• **DATA EXTRACT**
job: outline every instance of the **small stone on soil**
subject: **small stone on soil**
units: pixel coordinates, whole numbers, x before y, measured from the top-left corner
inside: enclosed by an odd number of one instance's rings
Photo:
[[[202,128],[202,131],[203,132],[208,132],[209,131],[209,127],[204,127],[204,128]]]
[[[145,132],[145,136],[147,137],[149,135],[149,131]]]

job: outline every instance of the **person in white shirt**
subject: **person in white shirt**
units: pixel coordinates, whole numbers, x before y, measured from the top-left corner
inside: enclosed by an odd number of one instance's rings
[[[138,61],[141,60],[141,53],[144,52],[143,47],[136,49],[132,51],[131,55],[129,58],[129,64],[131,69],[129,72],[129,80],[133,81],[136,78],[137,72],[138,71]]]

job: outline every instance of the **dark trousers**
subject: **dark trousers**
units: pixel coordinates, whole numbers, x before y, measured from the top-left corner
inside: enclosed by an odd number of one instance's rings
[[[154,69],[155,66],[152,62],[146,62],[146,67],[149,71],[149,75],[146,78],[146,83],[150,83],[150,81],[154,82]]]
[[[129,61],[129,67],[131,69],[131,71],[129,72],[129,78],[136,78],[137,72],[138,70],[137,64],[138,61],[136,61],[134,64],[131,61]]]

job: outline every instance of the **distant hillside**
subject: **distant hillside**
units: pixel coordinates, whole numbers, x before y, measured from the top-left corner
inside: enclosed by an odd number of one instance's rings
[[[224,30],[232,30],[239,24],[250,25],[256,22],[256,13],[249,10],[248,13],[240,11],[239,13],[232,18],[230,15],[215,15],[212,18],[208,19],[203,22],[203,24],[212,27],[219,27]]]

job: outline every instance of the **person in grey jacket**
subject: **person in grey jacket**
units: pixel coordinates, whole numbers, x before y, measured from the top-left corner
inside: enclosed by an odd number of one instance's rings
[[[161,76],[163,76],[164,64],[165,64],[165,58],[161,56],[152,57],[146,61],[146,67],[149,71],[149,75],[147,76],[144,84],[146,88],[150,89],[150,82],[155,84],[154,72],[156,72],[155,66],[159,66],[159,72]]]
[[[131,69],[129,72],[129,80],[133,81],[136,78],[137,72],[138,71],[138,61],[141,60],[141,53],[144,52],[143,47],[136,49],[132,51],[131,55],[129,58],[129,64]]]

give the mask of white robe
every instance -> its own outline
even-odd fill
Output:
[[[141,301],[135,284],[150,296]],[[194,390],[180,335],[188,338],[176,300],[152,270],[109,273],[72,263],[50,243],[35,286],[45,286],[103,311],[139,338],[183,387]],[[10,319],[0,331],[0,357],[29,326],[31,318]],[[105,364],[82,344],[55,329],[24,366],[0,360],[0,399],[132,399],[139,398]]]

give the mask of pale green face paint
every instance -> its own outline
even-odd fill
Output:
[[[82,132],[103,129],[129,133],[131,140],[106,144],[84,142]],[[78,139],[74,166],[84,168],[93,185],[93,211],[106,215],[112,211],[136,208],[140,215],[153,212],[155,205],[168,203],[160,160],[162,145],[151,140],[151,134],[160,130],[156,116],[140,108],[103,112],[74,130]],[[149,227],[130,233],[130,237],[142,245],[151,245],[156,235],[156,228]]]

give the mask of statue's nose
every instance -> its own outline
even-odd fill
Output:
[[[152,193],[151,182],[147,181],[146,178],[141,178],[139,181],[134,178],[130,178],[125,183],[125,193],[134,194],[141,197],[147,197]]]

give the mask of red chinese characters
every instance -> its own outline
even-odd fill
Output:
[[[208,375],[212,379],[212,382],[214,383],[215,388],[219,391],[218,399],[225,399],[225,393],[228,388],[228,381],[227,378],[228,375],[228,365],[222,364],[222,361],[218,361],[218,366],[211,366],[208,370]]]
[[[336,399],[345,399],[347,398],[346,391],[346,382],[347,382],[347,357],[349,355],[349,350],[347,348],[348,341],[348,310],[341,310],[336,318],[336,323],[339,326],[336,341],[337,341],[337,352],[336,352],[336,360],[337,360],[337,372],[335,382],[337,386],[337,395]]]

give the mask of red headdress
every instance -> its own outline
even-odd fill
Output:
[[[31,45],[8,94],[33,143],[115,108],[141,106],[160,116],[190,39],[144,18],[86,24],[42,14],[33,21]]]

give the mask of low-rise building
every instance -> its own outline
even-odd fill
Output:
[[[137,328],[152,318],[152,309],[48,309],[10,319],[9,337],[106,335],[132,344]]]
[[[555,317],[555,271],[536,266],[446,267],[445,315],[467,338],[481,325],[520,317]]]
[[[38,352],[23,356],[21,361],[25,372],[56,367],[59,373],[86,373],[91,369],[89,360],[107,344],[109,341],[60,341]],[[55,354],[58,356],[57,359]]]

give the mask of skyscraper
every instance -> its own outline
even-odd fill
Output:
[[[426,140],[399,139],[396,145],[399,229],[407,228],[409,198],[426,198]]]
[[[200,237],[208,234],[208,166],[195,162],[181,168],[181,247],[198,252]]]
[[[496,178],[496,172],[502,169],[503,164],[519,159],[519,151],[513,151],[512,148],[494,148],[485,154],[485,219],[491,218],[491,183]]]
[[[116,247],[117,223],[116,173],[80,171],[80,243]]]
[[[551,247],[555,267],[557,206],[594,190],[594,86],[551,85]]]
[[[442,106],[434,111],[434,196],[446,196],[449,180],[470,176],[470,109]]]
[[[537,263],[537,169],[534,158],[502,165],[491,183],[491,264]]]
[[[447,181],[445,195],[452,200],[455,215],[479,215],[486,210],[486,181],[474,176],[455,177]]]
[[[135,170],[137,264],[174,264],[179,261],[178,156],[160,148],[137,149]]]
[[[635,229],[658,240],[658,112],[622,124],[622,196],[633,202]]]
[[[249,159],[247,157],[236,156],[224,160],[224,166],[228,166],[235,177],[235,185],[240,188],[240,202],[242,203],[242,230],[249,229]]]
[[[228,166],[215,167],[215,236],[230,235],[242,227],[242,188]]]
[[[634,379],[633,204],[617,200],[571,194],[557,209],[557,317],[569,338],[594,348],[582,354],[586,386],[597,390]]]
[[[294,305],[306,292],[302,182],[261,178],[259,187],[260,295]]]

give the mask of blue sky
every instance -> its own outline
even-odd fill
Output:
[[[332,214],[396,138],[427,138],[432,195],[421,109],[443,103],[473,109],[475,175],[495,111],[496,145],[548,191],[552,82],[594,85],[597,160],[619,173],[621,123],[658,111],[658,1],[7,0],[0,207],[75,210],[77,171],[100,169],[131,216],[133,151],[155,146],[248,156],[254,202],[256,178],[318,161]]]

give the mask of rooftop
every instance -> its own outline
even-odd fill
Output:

• **WRITTEN INSTRUCTION**
Reproduce all of the data above, substituting "integers" for every occurrence of "whole numbers" and keeping everything else unchanged.

• **EXERCISE SOLUTION**
job: outline every instance of the **small stone on soil**
subject: **small stone on soil**
units: pixel coordinates, integers, x before y, measured from the top-left corner
inside: enclosed by an odd number of one instance's rings
Photo:
[[[202,128],[202,131],[203,132],[208,132],[209,131],[209,127],[204,127],[204,128]]]
[[[145,132],[145,136],[147,137],[149,135],[149,131]]]

job: outline every instance of the **person in white shirt**
subject: **person in white shirt**
units: pixel coordinates, integers, x before y, measured from the top-left corner
inside: enclosed by an odd number of one instance's rings
[[[138,61],[141,60],[141,53],[144,52],[143,47],[136,49],[132,51],[131,55],[129,58],[129,64],[131,69],[129,72],[129,80],[133,81],[136,78],[137,72],[138,71]]]

job: outline every instance of the **dark trousers**
subject: **dark trousers**
units: pixel coordinates, integers, x before y, measured from the top-left corner
inside: enclosed by an odd number of one instance's rings
[[[154,69],[155,66],[152,62],[146,62],[146,67],[149,71],[149,75],[146,78],[146,83],[150,83],[150,81],[154,82]]]
[[[129,61],[129,67],[131,69],[131,71],[129,72],[129,78],[136,78],[137,72],[138,70],[137,64],[138,61],[136,61],[134,64],[131,61]]]

job: outline every instance of the **distant hillside**
subject: **distant hillside**
units: pixel coordinates, integers, x before y, measured from the top-left corner
inside: enclosed by an odd number of one instance's rings
[[[224,30],[232,30],[239,24],[250,25],[256,22],[256,13],[249,10],[248,13],[240,11],[239,13],[232,18],[230,15],[215,15],[212,18],[208,19],[203,22],[203,24],[212,27],[219,27]]]

job: outline every instance of the **person in grey jacket**
subject: **person in grey jacket**
units: pixel coordinates, integers, x before y, measured from the top-left corner
inside: enclosed by an odd number of one instance's rings
[[[161,76],[163,76],[164,64],[165,64],[165,58],[161,56],[152,57],[146,61],[146,67],[149,71],[149,75],[147,76],[144,84],[146,88],[150,89],[150,82],[155,84],[154,72],[156,72],[155,66],[159,66],[159,72]]]
[[[131,69],[129,72],[129,80],[133,81],[136,78],[137,72],[138,71],[138,61],[141,60],[141,53],[144,52],[143,47],[136,49],[132,51],[131,55],[129,58],[129,64]]]

give the mask of white robe
every instance -> its own outline
even-odd fill
Output:
[[[141,301],[135,284],[150,296]],[[194,390],[180,335],[188,338],[176,300],[152,270],[109,273],[72,263],[50,243],[35,286],[45,286],[103,311],[139,338],[183,387]],[[10,319],[0,331],[0,357],[29,326],[31,318]],[[105,364],[82,344],[55,329],[24,366],[0,360],[0,399],[132,399],[139,398]]]

give the mask of pale green face paint
every instance -> its own outline
even-odd fill
Output:
[[[82,132],[103,129],[129,133],[131,140],[106,144],[84,142]],[[78,139],[74,166],[84,168],[93,185],[93,211],[106,215],[112,211],[136,208],[140,215],[153,212],[155,205],[168,203],[160,160],[162,145],[151,140],[151,134],[160,130],[156,116],[140,108],[103,112],[74,130]],[[149,227],[130,233],[130,237],[142,245],[151,245],[156,235],[156,228]]]

give the mask of statue's nose
every instance -> its own outline
even-odd fill
Output:
[[[152,193],[151,182],[147,181],[146,178],[141,178],[139,181],[134,178],[130,178],[125,183],[125,193],[134,194],[141,197],[147,197]]]

give the mask of red chinese characters
every instance -> its own outline
even-odd fill
Output:
[[[208,375],[212,379],[212,382],[214,383],[215,388],[219,391],[218,399],[225,399],[225,393],[228,388],[228,381],[227,378],[228,375],[228,365],[222,364],[222,361],[218,361],[218,366],[211,366],[208,370]]]
[[[336,399],[345,399],[347,398],[346,391],[346,382],[347,382],[347,357],[349,355],[349,350],[347,348],[348,341],[348,310],[341,310],[336,318],[336,323],[339,326],[336,341],[337,341],[337,352],[336,352],[336,360],[337,360],[337,372],[335,382],[337,386],[337,395]]]

give the mask of red headdress
every instance -> its own outline
even-odd fill
Output:
[[[31,45],[8,94],[33,143],[115,108],[141,106],[160,116],[190,39],[144,18],[86,24],[42,14],[33,21]]]

give the mask of low-rise building
every instance -> its own outline
even-odd fill
Output:
[[[137,328],[152,318],[152,309],[48,309],[10,319],[9,337],[106,335],[132,344]]]
[[[555,317],[555,271],[536,266],[446,267],[445,315],[467,338],[481,325],[520,317]]]
[[[38,352],[23,356],[21,361],[25,372],[56,367],[59,373],[86,373],[91,369],[89,360],[107,344],[109,341],[60,341]],[[55,354],[58,356],[57,359]]]

give the mask of skyscraper
every instance -> its own outline
even-odd fill
Output:
[[[426,140],[399,139],[396,145],[399,229],[407,228],[409,198],[426,198]]]
[[[200,237],[208,234],[208,166],[195,162],[181,168],[181,247],[198,252]]]
[[[496,178],[496,172],[502,169],[503,164],[519,159],[519,151],[513,151],[512,148],[494,148],[485,154],[485,219],[491,218],[491,183]]]
[[[116,247],[117,223],[116,173],[80,171],[80,243]]]
[[[551,247],[555,267],[557,206],[594,190],[594,86],[551,85]]]
[[[442,106],[434,111],[434,196],[446,196],[449,180],[470,176],[470,109]]]
[[[537,263],[537,169],[534,158],[502,165],[491,183],[491,264]]]
[[[447,181],[445,195],[452,200],[455,215],[479,215],[486,210],[486,181],[474,176],[455,177]]]
[[[135,170],[137,264],[174,264],[179,261],[178,156],[160,148],[137,149]]]
[[[635,229],[658,240],[658,112],[622,124],[622,196],[633,202]]]
[[[249,159],[247,157],[236,156],[224,160],[224,166],[228,166],[235,177],[235,185],[240,188],[240,202],[242,203],[242,230],[249,229]]]
[[[228,166],[215,167],[215,236],[230,235],[242,227],[242,188]]]
[[[634,379],[633,204],[617,200],[571,194],[557,209],[557,317],[569,338],[594,348],[582,354],[586,386],[597,390]]]
[[[294,305],[306,292],[302,182],[261,178],[259,187],[260,295]]]

give the mask of blue sky
every instance -> its own outline
even-odd fill
Output:
[[[332,214],[396,138],[427,138],[432,195],[421,109],[443,103],[473,109],[475,175],[495,111],[496,145],[548,191],[552,82],[594,85],[597,160],[619,173],[621,123],[658,111],[658,1],[7,0],[0,207],[75,210],[77,171],[100,169],[131,216],[133,151],[155,146],[248,156],[254,202],[256,178],[318,161]]]

give the mask of rooftop
every instance -> its own outline
even-odd fill
Output:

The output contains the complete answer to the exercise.